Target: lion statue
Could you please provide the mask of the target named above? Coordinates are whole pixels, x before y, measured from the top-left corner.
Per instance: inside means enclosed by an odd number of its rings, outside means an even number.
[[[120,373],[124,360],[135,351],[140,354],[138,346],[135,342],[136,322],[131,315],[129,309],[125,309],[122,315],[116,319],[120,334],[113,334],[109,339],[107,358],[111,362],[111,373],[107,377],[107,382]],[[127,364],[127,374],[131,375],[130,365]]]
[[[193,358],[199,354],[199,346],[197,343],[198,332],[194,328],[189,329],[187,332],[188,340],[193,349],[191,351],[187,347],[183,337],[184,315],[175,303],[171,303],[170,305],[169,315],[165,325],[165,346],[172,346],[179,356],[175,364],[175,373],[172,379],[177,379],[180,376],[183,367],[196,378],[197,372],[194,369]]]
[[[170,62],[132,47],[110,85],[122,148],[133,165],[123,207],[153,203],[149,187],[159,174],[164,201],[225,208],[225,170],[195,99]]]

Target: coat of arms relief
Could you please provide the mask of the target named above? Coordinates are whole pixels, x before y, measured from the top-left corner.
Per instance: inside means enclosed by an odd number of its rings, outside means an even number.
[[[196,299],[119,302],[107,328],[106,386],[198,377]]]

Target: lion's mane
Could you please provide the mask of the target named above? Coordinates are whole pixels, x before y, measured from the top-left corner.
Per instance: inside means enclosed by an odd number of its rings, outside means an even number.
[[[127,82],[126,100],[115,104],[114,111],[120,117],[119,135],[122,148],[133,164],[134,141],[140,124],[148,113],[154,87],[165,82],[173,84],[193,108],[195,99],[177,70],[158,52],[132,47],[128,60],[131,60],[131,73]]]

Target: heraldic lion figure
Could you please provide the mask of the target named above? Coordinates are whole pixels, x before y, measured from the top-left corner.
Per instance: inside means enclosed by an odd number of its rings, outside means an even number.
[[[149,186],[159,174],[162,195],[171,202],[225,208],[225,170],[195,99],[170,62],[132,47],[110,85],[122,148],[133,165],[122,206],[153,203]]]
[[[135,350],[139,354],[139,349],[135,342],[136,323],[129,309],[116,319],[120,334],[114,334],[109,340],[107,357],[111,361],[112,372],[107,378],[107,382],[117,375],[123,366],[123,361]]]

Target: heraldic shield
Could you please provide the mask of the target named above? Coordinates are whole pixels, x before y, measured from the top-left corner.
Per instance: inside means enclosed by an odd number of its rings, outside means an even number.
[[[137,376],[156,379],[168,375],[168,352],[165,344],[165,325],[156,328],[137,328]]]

================================

Set problem: Pull out each line of the records that contains the string "lion".

Exercise result:
Target: lion statue
Target: lion's mane
Target: heraldic lion figure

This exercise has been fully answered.